[Stored data entries]

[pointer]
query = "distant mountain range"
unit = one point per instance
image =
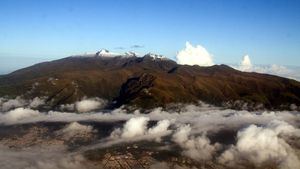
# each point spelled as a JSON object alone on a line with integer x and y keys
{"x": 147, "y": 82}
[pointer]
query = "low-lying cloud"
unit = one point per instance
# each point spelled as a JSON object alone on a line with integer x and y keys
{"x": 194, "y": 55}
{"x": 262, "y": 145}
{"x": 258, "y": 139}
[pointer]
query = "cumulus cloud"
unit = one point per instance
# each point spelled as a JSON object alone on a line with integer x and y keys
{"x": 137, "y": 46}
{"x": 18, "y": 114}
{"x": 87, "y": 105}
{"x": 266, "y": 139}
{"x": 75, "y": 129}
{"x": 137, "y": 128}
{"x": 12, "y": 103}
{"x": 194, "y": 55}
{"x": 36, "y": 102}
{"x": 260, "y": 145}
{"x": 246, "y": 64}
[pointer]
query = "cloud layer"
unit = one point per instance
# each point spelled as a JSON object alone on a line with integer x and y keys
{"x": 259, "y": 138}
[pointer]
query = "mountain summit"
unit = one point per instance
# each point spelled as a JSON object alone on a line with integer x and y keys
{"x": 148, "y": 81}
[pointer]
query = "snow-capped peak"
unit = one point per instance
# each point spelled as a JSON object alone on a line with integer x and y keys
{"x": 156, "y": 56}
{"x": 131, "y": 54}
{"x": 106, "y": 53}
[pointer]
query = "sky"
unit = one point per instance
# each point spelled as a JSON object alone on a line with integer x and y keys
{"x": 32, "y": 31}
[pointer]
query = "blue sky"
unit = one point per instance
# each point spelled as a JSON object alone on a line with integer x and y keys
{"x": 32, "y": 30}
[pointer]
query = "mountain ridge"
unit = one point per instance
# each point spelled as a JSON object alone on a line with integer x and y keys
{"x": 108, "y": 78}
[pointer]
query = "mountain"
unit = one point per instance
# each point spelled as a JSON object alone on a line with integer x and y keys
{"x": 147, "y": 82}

EXERCISE BRIEF.
Where a line of the data holds "mountain", show that line.

EXERCISE RESPONSE.
query = "distant mountain range"
query = "mountain summit"
query = "mountain ridge"
query = "mountain"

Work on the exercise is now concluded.